*Reading passage:*

• • •

Last Friday, the OIG requested public input on regulatory provisions that are barriers of coordinated care, or value-based care, including the anti-kickback statute, which prohibits self-referral for federal healthcare businesses.
The agency has already accepted comments and feedback on ways to improve Stark Law, which addresses self-referral by a physician to a healthcare facility where the physician has financial ownership.
The American Hospital Association made its comments to CMS Administrator Seema Verma on Stark Law public on behalf of its nearly 5,000 members. While the organization supported modifications to Stark Law to promote collaboration within value-based payment models, it urged CMS not to alter the ban on physician-owned hospitals.
"We urge that compensation exceptions to the Stark Law be created or adapted to enable hospitals and physicians, working together, to coordinate care and improve patient outcomes. We urge that no changes be made to the regulations implementing the Stark Law's ownership ban. That ban is carefully developed policy that is working as Congress intended."

• • •

*Listed entries:*
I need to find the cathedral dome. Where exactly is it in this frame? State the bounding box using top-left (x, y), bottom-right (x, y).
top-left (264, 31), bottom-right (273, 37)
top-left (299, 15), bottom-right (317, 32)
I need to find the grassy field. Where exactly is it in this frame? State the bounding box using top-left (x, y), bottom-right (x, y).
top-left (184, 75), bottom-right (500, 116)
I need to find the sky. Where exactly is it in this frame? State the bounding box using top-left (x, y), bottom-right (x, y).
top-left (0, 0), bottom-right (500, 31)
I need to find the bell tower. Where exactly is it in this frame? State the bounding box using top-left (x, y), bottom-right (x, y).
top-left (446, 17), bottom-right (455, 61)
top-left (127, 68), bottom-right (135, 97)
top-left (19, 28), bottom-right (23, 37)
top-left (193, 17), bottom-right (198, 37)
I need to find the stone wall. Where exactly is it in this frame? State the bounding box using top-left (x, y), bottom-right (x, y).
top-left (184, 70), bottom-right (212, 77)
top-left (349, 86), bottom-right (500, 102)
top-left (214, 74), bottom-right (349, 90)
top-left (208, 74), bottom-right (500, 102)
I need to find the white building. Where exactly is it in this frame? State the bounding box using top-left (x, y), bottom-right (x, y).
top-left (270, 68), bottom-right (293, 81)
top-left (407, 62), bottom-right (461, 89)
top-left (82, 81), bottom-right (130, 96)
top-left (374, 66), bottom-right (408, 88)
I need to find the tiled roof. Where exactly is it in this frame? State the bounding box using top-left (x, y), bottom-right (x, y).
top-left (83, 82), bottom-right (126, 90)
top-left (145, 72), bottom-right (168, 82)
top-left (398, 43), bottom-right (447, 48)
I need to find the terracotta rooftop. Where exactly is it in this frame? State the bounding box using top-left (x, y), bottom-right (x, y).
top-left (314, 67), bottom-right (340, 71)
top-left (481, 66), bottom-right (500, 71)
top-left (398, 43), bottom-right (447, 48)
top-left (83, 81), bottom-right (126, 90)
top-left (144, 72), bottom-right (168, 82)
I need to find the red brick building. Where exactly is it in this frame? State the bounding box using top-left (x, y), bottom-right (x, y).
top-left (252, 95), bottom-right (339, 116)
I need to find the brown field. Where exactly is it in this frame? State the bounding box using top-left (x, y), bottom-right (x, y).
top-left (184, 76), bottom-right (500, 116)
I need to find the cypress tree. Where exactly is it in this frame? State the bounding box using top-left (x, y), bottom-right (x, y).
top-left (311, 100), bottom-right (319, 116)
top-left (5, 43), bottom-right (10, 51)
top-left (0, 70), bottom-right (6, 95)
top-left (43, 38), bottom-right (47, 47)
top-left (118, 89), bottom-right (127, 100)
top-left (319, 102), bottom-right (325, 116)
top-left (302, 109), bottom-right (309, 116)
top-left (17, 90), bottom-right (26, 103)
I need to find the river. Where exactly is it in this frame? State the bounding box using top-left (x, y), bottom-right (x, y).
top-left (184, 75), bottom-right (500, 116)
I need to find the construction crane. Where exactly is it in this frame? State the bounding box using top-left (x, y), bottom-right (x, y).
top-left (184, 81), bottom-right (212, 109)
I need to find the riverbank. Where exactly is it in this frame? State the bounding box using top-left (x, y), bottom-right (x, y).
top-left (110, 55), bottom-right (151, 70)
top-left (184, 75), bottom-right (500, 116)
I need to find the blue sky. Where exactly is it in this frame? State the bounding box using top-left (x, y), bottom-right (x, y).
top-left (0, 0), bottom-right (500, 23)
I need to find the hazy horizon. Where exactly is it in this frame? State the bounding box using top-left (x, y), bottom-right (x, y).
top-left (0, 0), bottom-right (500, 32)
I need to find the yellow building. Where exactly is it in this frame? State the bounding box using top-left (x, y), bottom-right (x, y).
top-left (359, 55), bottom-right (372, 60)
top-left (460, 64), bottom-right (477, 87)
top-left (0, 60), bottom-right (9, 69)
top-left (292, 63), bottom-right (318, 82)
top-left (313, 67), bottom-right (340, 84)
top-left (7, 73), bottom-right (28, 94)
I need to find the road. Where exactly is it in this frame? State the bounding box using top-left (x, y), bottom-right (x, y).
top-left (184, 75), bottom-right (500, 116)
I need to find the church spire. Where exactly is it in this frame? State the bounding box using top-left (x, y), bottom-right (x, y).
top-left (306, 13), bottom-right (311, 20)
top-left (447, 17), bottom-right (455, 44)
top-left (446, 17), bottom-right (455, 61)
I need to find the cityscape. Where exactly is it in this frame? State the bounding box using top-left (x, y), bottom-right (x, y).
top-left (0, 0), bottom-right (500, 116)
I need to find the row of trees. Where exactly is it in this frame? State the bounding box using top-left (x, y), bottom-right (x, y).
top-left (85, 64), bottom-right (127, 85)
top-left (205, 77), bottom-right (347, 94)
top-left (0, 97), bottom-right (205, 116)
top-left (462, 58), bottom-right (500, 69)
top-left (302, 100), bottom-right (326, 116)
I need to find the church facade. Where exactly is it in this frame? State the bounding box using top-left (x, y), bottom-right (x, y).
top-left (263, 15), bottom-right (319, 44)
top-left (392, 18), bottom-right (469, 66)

• • •

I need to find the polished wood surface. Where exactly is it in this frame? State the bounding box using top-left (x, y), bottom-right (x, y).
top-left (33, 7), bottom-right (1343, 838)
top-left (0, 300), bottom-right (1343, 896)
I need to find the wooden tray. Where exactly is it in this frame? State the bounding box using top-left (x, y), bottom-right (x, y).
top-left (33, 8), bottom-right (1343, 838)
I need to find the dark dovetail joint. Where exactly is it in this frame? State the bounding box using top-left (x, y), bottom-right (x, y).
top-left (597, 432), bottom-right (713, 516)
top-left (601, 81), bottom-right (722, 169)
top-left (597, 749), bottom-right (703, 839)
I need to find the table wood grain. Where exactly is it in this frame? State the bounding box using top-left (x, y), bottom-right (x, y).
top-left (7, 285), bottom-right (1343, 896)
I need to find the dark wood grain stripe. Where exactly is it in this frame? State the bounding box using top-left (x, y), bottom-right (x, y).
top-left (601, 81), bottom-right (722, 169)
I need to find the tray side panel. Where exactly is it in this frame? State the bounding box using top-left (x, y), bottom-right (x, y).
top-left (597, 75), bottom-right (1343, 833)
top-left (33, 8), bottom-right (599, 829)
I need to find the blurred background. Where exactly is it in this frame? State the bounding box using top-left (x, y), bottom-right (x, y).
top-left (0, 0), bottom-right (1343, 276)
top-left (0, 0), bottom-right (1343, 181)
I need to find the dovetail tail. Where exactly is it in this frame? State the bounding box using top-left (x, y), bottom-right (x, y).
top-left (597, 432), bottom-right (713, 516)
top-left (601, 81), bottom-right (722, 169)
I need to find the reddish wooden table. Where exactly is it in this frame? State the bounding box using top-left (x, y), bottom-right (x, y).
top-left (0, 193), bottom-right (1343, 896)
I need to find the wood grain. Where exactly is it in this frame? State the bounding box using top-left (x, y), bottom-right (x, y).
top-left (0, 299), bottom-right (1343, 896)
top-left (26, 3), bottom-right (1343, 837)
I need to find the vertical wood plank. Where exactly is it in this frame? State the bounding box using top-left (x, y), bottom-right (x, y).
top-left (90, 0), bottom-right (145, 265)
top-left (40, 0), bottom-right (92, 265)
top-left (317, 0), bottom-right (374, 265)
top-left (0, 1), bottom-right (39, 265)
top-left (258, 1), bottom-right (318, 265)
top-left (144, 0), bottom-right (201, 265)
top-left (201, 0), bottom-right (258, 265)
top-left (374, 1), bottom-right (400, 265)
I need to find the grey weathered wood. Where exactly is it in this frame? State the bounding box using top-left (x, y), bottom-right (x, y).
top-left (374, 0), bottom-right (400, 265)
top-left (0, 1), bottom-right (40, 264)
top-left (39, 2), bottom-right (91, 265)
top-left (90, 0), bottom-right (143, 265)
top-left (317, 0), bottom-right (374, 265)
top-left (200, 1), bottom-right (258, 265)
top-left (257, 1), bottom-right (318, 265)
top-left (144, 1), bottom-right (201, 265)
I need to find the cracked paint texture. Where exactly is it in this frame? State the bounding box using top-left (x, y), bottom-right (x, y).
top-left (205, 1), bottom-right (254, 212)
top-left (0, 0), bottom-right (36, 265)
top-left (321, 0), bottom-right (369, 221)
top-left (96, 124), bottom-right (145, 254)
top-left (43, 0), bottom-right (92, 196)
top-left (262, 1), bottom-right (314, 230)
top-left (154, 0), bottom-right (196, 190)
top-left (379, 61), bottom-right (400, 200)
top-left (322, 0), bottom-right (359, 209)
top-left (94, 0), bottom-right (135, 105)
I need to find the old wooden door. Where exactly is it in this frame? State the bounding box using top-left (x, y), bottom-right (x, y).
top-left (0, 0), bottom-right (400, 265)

• • •

*Set of tasks:*
[1] Repeat word for word the stretch of the Stark Law passage from "The agency has" through "has financial ownership.".
[2] Summarize the Stark Law passage in two sentences.

*Task responses:*
[1]
The agency has already accepted comments and feedback on ways to improve Stark Law, which addresses self-referral by a physician to a healthcare facility where the physician has financial ownership.

[2] The OIG has requested public input on regulatory barriers to coordinated, value-based care, including the anti-kickback statute, and comments have already been accepted on improving Stark Law, which addresses physician self-referral. In comments to CMS Administrator Seema Verma made public on behalf of its nearly 5,000 members, the American Hospital Association supported changes to Stark Law compensation exceptions that would help hospitals and physicians coordinate care but urged that the ban on physician-owned hospitals remain unchanged.